AVAILABLE DATA
--- START ---

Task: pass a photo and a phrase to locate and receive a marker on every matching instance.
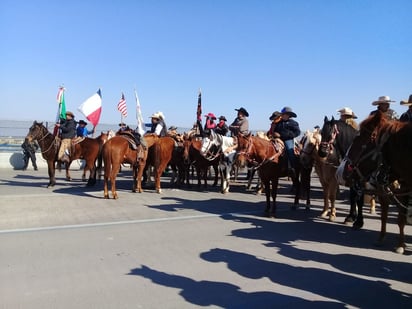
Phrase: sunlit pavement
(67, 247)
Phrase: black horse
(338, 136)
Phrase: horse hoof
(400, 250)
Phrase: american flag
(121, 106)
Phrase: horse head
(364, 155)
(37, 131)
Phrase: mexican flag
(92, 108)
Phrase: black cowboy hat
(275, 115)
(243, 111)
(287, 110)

--- END ---
--- START ---

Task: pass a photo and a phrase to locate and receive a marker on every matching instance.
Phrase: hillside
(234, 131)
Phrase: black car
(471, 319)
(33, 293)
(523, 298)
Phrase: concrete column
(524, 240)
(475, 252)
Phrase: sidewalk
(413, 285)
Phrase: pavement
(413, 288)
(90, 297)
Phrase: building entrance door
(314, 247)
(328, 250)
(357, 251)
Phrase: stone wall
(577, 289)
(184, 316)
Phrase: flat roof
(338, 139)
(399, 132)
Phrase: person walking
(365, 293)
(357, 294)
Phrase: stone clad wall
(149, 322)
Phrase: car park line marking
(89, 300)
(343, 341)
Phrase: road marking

--- END ---

TASK PROMPT
Out of the material above, output word for word the line with "Phrase: stone wall", the line with "Phrase: road marking", and all lines between them, with nothing else.

FINAL ANSWER
Phrase: stone wall
(577, 289)
(184, 316)
Phrase: flat roof
(338, 139)
(399, 132)
Phrase: person walking
(365, 293)
(357, 294)
Phrase: stone clad wall
(149, 322)
Phrase: car park line marking
(89, 300)
(343, 341)
Phrase: road marking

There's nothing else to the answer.